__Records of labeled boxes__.

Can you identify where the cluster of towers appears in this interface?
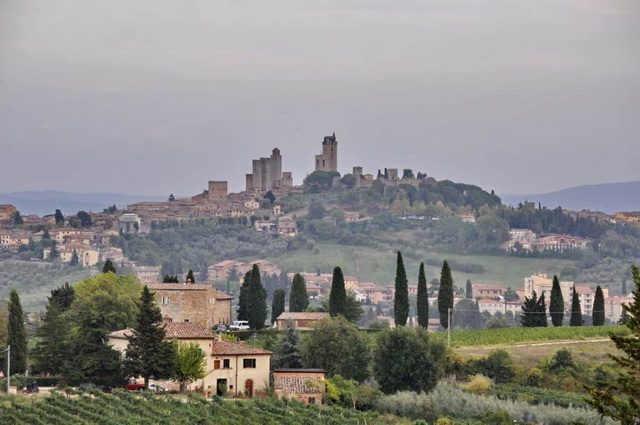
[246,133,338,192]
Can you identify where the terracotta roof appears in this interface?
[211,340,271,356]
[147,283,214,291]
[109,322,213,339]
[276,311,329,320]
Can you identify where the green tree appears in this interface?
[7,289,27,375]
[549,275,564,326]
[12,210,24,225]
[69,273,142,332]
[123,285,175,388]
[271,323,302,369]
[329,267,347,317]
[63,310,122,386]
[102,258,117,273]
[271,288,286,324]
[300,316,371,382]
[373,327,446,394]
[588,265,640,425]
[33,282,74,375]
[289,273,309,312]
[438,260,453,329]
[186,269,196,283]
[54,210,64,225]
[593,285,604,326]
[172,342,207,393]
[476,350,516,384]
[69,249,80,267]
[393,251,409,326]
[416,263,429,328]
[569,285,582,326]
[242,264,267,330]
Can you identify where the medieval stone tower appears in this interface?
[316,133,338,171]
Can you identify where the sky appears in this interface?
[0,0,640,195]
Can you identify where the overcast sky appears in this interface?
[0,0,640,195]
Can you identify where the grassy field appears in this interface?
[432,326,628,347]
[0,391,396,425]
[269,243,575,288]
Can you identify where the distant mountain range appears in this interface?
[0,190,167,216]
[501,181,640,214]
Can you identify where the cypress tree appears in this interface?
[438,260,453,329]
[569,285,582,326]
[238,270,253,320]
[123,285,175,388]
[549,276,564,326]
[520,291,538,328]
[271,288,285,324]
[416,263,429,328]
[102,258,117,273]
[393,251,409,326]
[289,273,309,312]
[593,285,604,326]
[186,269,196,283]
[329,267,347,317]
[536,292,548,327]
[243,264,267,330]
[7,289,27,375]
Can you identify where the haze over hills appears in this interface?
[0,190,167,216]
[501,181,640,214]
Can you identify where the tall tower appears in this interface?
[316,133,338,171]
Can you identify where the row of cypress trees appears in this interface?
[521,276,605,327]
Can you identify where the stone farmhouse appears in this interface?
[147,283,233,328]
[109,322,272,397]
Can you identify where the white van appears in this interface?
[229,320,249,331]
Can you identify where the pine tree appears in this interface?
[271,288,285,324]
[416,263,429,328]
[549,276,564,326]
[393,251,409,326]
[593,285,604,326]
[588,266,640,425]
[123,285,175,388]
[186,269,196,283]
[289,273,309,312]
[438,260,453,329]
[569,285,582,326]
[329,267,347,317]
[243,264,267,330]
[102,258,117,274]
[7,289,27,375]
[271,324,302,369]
--
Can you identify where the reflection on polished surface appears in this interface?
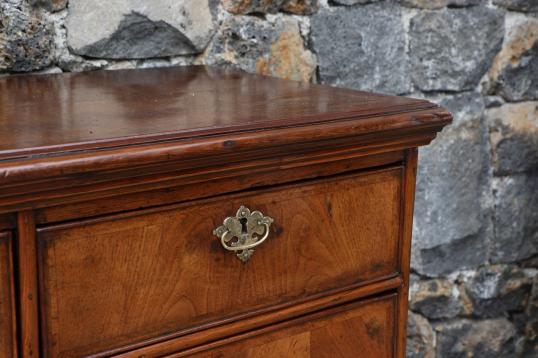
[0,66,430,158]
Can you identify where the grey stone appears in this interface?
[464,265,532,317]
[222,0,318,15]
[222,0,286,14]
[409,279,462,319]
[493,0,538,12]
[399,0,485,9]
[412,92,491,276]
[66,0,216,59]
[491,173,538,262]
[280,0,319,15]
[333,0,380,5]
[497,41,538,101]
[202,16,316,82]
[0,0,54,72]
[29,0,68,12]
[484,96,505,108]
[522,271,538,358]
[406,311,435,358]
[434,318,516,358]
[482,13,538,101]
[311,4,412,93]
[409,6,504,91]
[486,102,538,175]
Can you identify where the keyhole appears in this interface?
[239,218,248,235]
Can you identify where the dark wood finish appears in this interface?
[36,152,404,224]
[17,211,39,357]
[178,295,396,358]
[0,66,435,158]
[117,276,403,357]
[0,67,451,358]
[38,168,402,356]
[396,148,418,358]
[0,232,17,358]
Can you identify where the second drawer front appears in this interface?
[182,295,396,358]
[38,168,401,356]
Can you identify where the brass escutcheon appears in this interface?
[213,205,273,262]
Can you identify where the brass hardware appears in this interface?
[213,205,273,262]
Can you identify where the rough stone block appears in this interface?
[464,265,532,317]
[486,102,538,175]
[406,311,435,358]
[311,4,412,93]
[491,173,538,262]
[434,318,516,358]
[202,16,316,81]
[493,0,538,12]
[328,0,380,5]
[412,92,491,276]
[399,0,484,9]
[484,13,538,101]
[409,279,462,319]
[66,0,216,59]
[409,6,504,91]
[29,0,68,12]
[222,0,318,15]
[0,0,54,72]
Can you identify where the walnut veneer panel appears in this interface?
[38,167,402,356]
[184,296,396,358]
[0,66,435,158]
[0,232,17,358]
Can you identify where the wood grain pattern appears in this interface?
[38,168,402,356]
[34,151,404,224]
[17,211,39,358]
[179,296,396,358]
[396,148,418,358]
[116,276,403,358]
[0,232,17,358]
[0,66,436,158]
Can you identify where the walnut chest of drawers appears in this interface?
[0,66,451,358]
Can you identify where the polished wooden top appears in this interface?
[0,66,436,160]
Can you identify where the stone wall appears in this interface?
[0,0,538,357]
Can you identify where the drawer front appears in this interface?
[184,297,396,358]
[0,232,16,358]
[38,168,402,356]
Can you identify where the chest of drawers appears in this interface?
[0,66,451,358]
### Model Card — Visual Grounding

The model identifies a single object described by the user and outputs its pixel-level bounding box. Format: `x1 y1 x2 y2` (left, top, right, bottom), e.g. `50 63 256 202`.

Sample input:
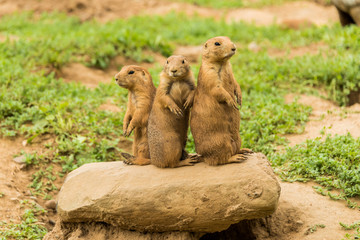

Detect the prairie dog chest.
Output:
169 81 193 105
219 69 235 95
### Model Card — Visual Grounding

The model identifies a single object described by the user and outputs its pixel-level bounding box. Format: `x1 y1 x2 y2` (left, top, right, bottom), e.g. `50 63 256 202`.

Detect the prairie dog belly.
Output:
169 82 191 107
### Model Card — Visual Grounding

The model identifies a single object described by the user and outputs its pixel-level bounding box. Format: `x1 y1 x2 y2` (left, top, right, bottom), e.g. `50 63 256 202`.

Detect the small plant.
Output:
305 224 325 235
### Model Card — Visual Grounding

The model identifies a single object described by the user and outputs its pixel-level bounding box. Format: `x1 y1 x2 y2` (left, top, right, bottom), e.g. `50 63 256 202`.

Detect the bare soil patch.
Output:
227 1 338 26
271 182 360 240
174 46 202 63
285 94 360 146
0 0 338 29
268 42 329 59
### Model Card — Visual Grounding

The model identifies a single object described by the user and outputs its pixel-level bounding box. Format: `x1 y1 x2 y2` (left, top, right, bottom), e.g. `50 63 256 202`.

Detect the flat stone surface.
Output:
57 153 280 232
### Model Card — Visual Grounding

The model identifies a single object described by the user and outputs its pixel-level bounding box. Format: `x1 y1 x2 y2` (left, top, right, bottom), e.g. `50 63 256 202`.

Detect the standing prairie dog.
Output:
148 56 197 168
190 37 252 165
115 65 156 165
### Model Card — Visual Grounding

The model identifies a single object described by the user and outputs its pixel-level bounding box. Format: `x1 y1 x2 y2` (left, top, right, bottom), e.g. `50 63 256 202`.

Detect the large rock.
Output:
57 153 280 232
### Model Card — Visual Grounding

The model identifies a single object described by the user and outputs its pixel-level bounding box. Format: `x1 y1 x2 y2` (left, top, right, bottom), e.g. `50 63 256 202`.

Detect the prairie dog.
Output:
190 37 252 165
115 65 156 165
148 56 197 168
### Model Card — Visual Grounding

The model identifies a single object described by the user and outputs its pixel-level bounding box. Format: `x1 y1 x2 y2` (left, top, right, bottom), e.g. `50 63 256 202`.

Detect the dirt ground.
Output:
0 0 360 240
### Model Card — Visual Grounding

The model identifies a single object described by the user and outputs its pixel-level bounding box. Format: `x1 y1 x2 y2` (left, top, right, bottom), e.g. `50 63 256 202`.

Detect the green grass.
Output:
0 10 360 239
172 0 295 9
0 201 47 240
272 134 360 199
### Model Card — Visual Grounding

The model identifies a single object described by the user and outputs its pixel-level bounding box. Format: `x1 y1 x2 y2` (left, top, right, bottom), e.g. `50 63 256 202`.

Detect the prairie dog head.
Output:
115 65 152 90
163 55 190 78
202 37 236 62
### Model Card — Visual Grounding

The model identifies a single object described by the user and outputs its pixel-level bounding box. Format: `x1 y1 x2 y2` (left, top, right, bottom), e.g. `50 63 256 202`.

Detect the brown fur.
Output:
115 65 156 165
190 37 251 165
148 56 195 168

__Task statement__. Rewrite the entries from the line with "Can you identify where the haze" up to and including the line with "[271,324,302,369]", putting "poplar" in place of "cypress" and leaving everything else as it is. Return only those lines.

__Final result__.
Can you identify where the haze over hills appears in this interface?
[0,190,167,216]
[501,181,640,214]
Can you identify where the tall tower appears in this interface?
[316,133,338,171]
Can you identify where the row of poplar trees appears in this interface?
[521,276,605,327]
Can you identify where the stone farmhouse appears in this interface?
[147,283,233,328]
[109,322,272,397]
Can you identify where the white van appears in this interface?
[229,320,249,331]
Can you identify where the pine tree appears in this interface?
[271,288,285,324]
[416,263,429,328]
[549,276,564,326]
[393,251,409,326]
[593,285,604,326]
[588,266,640,425]
[123,285,175,388]
[186,269,196,283]
[289,273,309,312]
[438,260,453,329]
[569,285,582,326]
[329,267,347,317]
[243,264,267,330]
[102,258,117,274]
[7,289,27,375]
[271,324,302,369]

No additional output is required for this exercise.